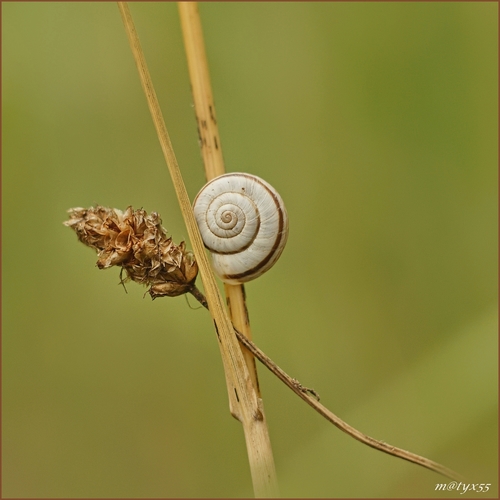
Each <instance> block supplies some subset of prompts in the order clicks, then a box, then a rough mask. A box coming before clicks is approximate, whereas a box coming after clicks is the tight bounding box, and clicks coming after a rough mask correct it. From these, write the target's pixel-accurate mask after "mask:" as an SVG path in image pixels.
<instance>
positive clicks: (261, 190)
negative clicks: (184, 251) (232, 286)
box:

» JOB:
Reproduce every record above line for line, without changing any character, and omit the pictures.

» OUTPUT BELOW:
Each <instance> block supplies some subset of prompts in the order clicks, then a box, then a rough mask. A box coming before clicks is approximate, whereas a box coming after clicks is the tight bounding box, and clicks coming after a rough mask correct it. From these, write the target's pixel-accurate mask after "mask:" as an SVG path in image pixels.
<instance>
positive clicks: (261, 190)
negative clicks: (184, 251) (232, 286)
box:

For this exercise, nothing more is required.